══ 데이터 행

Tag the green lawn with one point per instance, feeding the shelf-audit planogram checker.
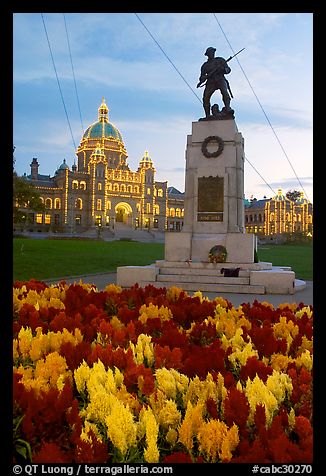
(299, 257)
(46, 259)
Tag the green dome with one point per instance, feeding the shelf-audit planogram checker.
(100, 130)
(103, 129)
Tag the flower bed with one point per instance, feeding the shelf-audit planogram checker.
(158, 376)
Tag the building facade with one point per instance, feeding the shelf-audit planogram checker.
(279, 215)
(100, 190)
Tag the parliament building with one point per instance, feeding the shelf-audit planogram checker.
(100, 190)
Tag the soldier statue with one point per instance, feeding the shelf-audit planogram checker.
(212, 72)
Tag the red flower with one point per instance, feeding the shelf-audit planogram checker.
(164, 357)
(177, 457)
(51, 453)
(254, 366)
(236, 409)
(94, 452)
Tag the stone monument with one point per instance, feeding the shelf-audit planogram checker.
(213, 215)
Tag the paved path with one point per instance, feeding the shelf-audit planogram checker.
(305, 295)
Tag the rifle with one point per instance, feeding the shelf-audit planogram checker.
(200, 85)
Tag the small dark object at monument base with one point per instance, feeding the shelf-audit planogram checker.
(230, 272)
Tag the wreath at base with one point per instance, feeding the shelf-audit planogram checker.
(209, 139)
(217, 254)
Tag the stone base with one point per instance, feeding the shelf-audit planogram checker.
(254, 278)
(185, 246)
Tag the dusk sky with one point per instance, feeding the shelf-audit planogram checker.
(115, 57)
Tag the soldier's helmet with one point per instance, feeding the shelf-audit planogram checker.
(210, 48)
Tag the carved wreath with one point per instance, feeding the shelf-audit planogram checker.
(212, 139)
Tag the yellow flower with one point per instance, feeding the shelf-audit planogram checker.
(257, 393)
(151, 453)
(51, 372)
(15, 349)
(81, 376)
(307, 310)
(199, 294)
(169, 415)
(193, 419)
(88, 426)
(285, 330)
(216, 441)
(121, 428)
(173, 293)
(305, 360)
(25, 337)
(113, 288)
(280, 362)
(291, 418)
(280, 384)
(154, 312)
(143, 351)
(171, 436)
(166, 382)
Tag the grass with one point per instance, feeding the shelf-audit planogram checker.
(299, 257)
(46, 259)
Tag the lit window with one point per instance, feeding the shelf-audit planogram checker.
(79, 203)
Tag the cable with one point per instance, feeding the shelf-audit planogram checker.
(148, 31)
(73, 73)
(157, 43)
(260, 175)
(56, 74)
(270, 124)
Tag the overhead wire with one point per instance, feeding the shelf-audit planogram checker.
(167, 57)
(263, 110)
(184, 79)
(58, 82)
(73, 73)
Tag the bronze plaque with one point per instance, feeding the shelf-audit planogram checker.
(210, 216)
(211, 195)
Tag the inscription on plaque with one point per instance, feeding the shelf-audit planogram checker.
(210, 198)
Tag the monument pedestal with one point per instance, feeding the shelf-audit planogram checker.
(214, 215)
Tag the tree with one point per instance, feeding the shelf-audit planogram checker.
(293, 195)
(25, 198)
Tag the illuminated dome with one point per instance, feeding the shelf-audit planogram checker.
(103, 129)
(280, 197)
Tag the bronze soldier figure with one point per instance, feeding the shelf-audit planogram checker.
(213, 71)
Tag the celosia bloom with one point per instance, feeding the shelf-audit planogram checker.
(153, 374)
(216, 441)
(121, 428)
(151, 452)
(190, 424)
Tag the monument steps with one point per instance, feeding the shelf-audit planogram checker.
(209, 287)
(186, 278)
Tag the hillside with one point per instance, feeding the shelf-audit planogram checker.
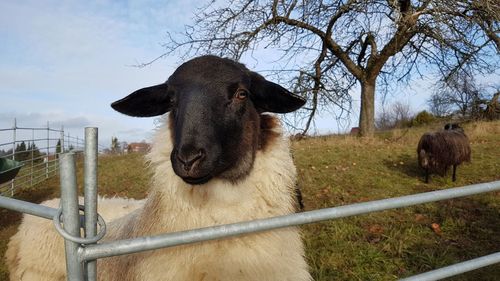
(339, 170)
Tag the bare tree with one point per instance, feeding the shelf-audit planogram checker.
(462, 93)
(398, 114)
(439, 105)
(327, 47)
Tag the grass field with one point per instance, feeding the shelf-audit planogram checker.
(340, 170)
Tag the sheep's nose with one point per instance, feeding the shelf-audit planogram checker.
(188, 158)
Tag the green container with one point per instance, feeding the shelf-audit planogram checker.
(9, 169)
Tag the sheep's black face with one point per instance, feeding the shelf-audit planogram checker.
(215, 107)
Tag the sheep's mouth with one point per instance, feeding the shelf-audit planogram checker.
(197, 181)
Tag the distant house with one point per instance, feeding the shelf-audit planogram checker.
(142, 147)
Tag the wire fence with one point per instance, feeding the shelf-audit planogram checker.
(82, 252)
(37, 150)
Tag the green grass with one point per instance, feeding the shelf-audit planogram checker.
(340, 170)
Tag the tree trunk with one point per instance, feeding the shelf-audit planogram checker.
(367, 112)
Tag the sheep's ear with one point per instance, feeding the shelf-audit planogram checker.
(146, 102)
(271, 97)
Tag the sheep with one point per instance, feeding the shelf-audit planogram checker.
(219, 157)
(437, 151)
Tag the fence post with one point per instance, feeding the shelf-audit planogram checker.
(48, 152)
(70, 212)
(32, 155)
(62, 139)
(90, 189)
(13, 154)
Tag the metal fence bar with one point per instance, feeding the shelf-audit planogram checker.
(27, 207)
(90, 187)
(108, 249)
(12, 186)
(456, 269)
(37, 158)
(70, 212)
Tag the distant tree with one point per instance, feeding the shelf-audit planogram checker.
(422, 118)
(439, 105)
(115, 145)
(58, 147)
(398, 115)
(34, 152)
(21, 152)
(461, 92)
(328, 47)
(493, 107)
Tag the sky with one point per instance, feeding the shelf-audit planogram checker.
(65, 62)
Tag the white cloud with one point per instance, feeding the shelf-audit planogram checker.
(65, 62)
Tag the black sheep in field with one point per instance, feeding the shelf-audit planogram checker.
(437, 151)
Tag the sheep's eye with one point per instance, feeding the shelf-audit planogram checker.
(241, 94)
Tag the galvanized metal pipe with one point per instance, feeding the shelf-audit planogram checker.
(90, 190)
(27, 207)
(70, 211)
(455, 269)
(130, 246)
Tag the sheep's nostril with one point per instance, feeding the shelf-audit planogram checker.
(188, 161)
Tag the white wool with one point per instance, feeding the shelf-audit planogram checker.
(173, 205)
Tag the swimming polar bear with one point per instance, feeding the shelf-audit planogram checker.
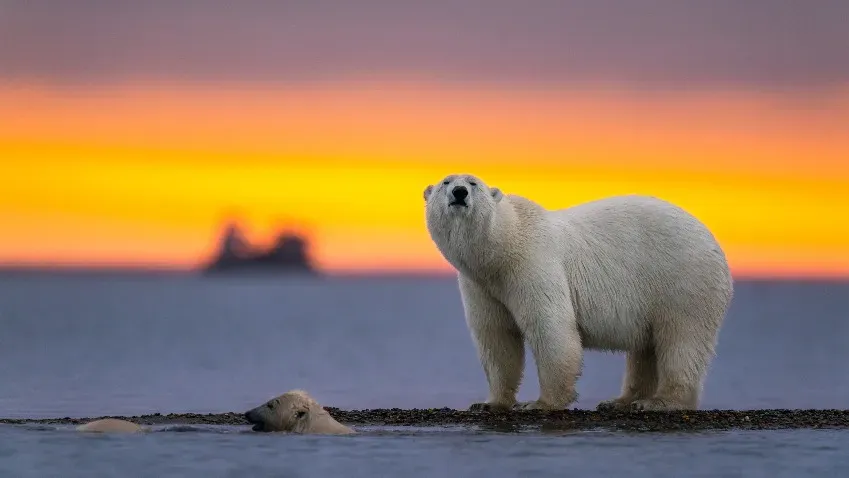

════

과제: 위 자료의 모든 줄을 빈 줄 없이 번호 목록에 넣으세요. 그림은 답에 넣지 마세요.

풀이:
1. Tag the green lawn with one point per instance, feeding the shelf-audit planogram checker.
2. (299, 257)
3. (46, 259)
4. Tag the green dome with one point per instance, feeding the shelf-audit planogram checker.
5. (100, 130)
6. (103, 129)
7. Tag the flower bed with one point per instance, feeding the shelf-audit planogram checker.
8. (158, 376)
9. Tag the building facade with one point per instance, feeding the shelf-audit planogram checker.
10. (279, 215)
11. (100, 190)
12. Tag the parliament building with one point per instance, feeding the shelf-audit planogram checker.
13. (100, 190)
14. Tag the soldier statue with one point per instance, feeding the shelf-audit planogram checker.
15. (212, 72)
16. Tag the red flower with one point per instance, feeding the shelf-audit planogram checker.
17. (164, 357)
18. (177, 457)
19. (51, 453)
20. (254, 366)
21. (236, 409)
22. (94, 452)
23. Tag the stone monument with one point per instance, feeding the shelf-audit planogram checker.
24. (213, 215)
25. Tag the paved path with one point per instance, feeding the shelf-audit planogram checker.
26. (305, 295)
27. Tag the rifle with one point per instance, feeding the shelf-audit planogram checker.
28. (200, 85)
29. Tag the small dark object at monument base with one point per instance, feeding the shelf-audit planogram checker.
30. (230, 272)
31. Tag the wreath at base with one point per instance, feeding the shelf-audit planogram checker.
32. (209, 139)
33. (217, 254)
34. Tag the stone base with one point per instance, feeding the shelf-audit planogram checker.
35. (254, 278)
36. (185, 246)
37. Tag the dusk sky with one point per instance, feeding the shelf-audit planogram checker.
38. (115, 57)
39. Tag the soldier's helmet with one point per instance, feeding the shelf-audit planogram checker.
40. (210, 48)
41. Tag the carved wreath with one point per instance, feeding the shelf-audit planogram checker.
42. (212, 139)
43. Tag the yellow flower with one point per instance, feeding the shelf-audit planogram checker.
44. (257, 393)
45. (151, 453)
46. (51, 372)
47. (15, 349)
48. (81, 376)
49. (307, 310)
50. (199, 294)
51. (169, 415)
52. (193, 419)
53. (88, 426)
54. (285, 330)
55. (216, 441)
56. (121, 428)
57. (173, 293)
58. (305, 360)
59. (25, 337)
60. (113, 288)
61. (280, 362)
62. (291, 418)
63. (280, 384)
64. (154, 312)
65. (143, 351)
66. (171, 436)
67. (166, 382)
68. Tag the grass with one point per instance, feeding the shelf-audit planogram checker.
69. (299, 257)
70. (46, 259)
71. Tag the lit window with one point per instance, feeding the shelf-audit planogram checker.
72. (79, 203)
73. Tag the cable with one point per instance, feeding the shelf-audit planogram checker.
74. (148, 31)
75. (73, 73)
76. (157, 43)
77. (260, 175)
78. (56, 74)
79. (270, 124)
80. Tag the overhead wire with one point per instance, feeding the shelf-audit planogram checker.
81. (167, 57)
82. (263, 110)
83. (184, 79)
84. (58, 82)
85. (73, 73)
86. Tag the bronze plaque with one point per instance, feeding the shelf-audit planogram checker.
87. (210, 216)
88. (211, 195)
89. Tag the inscription on plaque with one point per instance, feeding the shelf-audit planogram checker.
90. (210, 198)
91. Tag the monument pedestal with one point per instance, feeding the shelf-audit planogram checker.
92. (214, 215)
93. Tag the tree with one point per instance, feeding the shelf-audit planogram checker.
94. (293, 195)
95. (25, 198)
96. Tag the illuminated dome with one point per instance, feeding the shelf-audit planogram checker.
97. (103, 129)
98. (280, 197)
99. Tag the bronze soldier figure with one point per instance, feeding the shelf-audit planogram checker.
100. (213, 71)
101. Tag the celosia bloom with one point per instance, feeding the shelf-audit planogram checker.
102. (153, 374)
103. (216, 441)
104. (121, 428)
105. (151, 452)
106. (190, 424)
107. Tag the monument steps with one point per instance, feeding the shelf-audit planogram checker.
108. (209, 287)
109. (186, 278)
110. Tag the hillside with one point per instance, feeding the shelf-audit planogram checker.
111. (339, 170)
112. Tag the bare tree with one point per instance, feeding the shelf-audit planogram checker.
113. (462, 93)
114. (398, 114)
115. (439, 105)
116. (327, 47)
117. Tag the grass field with one point per instance, feeding the shelf-audit planogram checker.
118. (340, 170)
119. Tag the sheep's nose with one point per instance, feeding the shelf-audit planogram checker.
120. (188, 158)
121. Tag the green container with one point per instance, feeding the shelf-audit planogram checker.
122. (9, 169)
123. Tag the sheep's black face with one point per instance, feeding the shelf-audit planogram checker.
124. (215, 107)
125. Tag the sheep's mouth with one point per instance, feeding the shelf-audit planogram checker.
126. (197, 181)
127. Tag the distant house with one point per instance, feeding the shelf-audit planogram checker.
128. (142, 147)
129. Tag the wire fence with one point per instance, feeding the shelf-audit planogram checker.
130. (82, 252)
131. (37, 150)
132. Tag the green grass with one point per instance, feeding the shelf-audit planogram checker.
133. (340, 170)
134. Tag the tree trunk with one point per instance, feeding the shelf-audit planogram checker.
135. (367, 112)
136. Tag the sheep's ear with one point per instance, feeding the shelf-audit planogram checker.
137. (146, 102)
138. (271, 97)
139. Tag the sheep with one point per instance, feeding the shelf-audit planogram checker.
140. (219, 157)
141. (437, 151)
142. Tag the fence post with one point per instance, feeding the shelf-audit planogram checker.
143. (48, 152)
144. (70, 212)
145. (32, 155)
146. (62, 139)
147. (90, 189)
148. (13, 154)
149. Tag the metal fence bar with one point per instance, feeding the shelf-audit planogram checker.
150. (27, 207)
151. (90, 187)
152. (108, 249)
153. (12, 186)
154. (456, 269)
155. (37, 158)
156. (70, 212)
157. Tag the distant tree with one point per instance, feeding the shelf-audit planogram checker.
158. (422, 118)
159. (439, 105)
160. (115, 145)
161. (58, 147)
162. (398, 115)
163. (34, 152)
164. (21, 152)
165. (461, 92)
166. (328, 47)
167. (493, 107)
168. Tag the sky with one point per instance, feeding the shelf-audit planogram checker.
169. (65, 62)
170. Tag the white cloud with one point per instance, feeding the shelf-audit planogram checker.
171. (65, 62)
172. Tag the black sheep in field with one point per instance, feeding the shelf-audit planogram checker.
173. (437, 151)
174. Tag the sheep's eye with one point per instance, feeding the shelf-audit planogram checker.
175. (241, 94)
176. Tag the galvanized metal pipe with one point per instance, feeding the shelf-audit planogram checker.
177. (90, 190)
178. (27, 207)
179. (70, 211)
180. (455, 269)
181. (130, 246)
182. Tag the sheep's nostril with one point per instance, feeding the shelf-audit planogram checker.
183. (188, 161)
184. Tag the white wool with one point per instance, feeding the shelf-audit planogram checker.
185. (173, 205)
186. Tag the swimming polar bear with one point per instance, feeding the shelf-audit planogram checker.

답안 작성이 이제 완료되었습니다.